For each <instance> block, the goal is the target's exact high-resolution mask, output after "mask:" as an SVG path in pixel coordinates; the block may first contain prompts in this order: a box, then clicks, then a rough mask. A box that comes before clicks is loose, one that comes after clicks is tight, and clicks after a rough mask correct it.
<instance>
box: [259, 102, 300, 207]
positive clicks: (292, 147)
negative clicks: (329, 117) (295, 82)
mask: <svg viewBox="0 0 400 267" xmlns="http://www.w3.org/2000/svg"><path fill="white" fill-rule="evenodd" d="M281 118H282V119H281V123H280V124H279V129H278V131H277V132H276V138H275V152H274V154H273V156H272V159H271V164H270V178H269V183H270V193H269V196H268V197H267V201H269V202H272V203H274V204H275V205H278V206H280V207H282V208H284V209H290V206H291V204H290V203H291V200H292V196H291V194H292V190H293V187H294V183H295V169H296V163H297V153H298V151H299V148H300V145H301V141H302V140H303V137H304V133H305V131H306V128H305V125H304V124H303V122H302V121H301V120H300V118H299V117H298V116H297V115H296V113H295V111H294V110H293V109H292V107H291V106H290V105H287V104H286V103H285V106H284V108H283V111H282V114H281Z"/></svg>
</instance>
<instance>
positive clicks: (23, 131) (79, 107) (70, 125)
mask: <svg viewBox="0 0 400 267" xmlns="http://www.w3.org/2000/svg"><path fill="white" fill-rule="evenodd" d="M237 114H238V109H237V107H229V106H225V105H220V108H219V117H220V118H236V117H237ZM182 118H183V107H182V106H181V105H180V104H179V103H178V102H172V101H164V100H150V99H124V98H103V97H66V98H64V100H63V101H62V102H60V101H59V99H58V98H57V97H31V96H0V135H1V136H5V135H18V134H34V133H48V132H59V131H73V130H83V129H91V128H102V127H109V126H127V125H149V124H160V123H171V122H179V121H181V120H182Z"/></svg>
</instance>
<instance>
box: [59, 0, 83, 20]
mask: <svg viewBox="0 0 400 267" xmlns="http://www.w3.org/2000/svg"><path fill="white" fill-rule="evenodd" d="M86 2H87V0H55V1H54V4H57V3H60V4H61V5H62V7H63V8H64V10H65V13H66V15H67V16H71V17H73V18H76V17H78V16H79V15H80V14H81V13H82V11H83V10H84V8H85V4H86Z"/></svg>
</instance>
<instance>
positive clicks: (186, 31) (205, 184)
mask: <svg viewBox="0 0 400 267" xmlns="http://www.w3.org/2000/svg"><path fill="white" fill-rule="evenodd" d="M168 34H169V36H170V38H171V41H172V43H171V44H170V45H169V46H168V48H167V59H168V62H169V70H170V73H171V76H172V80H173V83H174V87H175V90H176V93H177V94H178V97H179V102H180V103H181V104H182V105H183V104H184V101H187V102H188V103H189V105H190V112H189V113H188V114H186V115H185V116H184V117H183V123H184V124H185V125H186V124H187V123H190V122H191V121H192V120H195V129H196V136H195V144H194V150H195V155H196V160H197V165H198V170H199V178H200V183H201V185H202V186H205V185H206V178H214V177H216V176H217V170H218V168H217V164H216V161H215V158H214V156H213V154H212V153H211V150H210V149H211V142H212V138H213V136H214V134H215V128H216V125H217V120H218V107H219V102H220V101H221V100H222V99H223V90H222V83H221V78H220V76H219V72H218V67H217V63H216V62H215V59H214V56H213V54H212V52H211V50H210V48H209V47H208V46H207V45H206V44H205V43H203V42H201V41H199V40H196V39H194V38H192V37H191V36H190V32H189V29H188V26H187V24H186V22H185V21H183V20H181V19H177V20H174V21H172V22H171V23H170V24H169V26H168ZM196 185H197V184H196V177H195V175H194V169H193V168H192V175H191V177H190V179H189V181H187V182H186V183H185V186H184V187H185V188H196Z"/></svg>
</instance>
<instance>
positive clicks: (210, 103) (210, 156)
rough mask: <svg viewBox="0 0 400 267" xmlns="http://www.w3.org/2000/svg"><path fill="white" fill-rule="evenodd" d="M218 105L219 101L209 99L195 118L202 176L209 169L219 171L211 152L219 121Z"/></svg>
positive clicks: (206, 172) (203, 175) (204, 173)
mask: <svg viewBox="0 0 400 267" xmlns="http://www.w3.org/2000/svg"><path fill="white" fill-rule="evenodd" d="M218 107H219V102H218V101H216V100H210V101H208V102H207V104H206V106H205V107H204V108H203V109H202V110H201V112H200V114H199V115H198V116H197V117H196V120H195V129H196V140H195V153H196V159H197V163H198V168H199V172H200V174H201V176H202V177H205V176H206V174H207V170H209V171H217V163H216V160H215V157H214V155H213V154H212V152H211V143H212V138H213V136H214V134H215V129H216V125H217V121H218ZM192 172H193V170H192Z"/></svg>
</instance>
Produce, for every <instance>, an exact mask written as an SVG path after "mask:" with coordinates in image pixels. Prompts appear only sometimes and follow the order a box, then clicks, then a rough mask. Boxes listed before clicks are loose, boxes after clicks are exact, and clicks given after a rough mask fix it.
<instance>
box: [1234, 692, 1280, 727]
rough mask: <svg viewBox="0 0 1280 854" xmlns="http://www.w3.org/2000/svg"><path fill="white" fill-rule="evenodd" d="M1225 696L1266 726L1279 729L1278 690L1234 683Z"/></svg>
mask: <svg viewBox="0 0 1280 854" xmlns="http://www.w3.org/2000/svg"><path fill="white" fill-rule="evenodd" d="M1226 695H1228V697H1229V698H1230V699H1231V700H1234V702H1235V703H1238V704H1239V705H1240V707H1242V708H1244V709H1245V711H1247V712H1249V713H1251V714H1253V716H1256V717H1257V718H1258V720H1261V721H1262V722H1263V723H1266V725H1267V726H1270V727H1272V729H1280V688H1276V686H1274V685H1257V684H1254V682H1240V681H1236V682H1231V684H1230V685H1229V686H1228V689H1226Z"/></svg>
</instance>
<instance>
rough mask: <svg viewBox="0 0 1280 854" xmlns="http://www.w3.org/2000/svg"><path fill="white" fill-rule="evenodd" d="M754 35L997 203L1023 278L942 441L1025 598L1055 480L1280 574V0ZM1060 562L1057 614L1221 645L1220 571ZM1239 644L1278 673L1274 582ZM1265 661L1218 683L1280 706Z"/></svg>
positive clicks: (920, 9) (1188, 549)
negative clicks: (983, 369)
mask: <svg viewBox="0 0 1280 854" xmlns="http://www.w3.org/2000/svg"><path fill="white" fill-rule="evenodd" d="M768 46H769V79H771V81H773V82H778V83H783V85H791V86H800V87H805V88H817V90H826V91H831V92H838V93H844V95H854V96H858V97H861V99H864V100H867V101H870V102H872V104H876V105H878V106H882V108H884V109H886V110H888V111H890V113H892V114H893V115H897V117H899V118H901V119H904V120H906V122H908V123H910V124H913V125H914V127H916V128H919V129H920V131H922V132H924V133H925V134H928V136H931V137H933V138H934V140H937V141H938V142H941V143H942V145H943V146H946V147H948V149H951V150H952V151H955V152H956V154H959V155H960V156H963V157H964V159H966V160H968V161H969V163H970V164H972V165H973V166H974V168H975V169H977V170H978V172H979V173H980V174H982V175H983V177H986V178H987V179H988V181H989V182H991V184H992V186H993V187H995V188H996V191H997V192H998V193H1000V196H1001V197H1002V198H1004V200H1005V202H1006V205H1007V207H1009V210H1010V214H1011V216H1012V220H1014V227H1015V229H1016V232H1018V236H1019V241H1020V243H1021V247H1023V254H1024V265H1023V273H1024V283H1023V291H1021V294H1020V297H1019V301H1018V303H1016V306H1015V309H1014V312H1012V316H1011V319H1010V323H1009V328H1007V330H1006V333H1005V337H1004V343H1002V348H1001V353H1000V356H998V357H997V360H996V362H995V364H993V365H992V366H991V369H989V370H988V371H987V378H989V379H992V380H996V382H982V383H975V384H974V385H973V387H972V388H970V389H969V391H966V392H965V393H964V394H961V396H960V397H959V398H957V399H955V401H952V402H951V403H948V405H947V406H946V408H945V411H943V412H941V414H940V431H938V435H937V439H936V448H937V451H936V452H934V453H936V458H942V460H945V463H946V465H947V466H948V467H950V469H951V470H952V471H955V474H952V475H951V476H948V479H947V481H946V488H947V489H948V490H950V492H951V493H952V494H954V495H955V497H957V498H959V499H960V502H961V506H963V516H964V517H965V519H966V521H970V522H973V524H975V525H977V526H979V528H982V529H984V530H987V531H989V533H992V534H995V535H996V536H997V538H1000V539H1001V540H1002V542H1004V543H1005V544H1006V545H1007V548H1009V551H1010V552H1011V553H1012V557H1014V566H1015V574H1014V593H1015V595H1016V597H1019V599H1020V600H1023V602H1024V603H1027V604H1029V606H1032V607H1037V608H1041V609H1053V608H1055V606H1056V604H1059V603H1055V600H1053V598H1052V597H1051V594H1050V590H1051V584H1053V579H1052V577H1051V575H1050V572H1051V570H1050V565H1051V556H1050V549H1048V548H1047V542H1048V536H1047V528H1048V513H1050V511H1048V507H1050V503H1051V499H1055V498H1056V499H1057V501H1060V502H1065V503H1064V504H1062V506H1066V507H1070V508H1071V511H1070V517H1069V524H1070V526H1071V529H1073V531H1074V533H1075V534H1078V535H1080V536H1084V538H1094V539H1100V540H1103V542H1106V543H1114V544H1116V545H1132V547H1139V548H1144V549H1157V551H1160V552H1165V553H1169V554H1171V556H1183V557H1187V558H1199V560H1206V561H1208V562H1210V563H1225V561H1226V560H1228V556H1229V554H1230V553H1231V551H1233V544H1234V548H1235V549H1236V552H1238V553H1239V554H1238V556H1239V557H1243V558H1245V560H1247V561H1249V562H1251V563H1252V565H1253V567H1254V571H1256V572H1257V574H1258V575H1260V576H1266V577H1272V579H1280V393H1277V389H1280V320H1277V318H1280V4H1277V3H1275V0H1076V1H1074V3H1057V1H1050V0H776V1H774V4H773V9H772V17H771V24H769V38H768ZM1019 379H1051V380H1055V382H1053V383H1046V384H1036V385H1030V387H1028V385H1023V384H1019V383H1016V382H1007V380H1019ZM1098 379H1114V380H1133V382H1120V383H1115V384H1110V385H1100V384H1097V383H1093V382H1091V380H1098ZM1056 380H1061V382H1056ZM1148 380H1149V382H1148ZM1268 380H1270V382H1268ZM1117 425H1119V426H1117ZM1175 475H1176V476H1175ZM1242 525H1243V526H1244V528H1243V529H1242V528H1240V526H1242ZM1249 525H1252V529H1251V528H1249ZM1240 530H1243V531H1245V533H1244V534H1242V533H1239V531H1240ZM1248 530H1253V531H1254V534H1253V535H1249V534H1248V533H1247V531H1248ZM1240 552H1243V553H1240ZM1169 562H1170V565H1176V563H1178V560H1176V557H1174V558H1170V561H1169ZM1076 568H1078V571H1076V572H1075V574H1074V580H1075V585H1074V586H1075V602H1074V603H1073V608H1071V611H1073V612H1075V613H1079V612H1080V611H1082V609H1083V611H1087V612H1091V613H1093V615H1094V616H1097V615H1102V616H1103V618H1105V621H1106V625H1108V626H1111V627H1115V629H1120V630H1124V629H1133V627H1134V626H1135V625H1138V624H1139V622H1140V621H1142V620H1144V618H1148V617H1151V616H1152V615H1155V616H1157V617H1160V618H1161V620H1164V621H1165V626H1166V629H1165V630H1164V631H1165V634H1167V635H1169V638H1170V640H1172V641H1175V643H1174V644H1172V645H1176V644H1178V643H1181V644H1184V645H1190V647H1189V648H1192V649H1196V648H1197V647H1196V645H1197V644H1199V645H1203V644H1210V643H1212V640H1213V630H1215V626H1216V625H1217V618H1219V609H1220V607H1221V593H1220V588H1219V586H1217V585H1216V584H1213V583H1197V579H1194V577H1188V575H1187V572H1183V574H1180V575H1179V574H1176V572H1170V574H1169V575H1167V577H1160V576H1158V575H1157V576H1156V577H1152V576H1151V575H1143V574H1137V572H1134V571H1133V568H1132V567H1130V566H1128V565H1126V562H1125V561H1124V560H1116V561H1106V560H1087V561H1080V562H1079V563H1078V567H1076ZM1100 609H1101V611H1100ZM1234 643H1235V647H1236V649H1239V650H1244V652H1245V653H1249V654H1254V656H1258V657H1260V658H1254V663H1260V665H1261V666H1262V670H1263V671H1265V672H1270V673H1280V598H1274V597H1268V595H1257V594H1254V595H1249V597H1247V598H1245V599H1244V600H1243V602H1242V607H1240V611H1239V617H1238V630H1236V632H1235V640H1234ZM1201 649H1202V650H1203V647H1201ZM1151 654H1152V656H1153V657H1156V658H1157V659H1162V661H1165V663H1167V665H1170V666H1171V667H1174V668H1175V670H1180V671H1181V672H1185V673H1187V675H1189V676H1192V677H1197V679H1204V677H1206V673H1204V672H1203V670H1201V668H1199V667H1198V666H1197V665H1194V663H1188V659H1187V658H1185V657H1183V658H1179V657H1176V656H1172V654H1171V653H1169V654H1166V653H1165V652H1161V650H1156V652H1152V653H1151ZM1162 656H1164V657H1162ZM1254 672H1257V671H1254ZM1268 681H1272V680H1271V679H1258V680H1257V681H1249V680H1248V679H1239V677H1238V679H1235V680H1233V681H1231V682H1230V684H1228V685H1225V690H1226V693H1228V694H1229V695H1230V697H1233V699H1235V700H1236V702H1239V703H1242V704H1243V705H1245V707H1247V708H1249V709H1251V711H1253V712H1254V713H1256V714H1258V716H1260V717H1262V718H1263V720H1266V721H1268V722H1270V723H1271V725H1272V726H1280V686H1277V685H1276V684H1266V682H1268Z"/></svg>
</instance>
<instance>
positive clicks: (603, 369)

### What you should do
Within the entries, find each line holding the string "loose". Reply with how many there are, as a number alone.

### Response area
2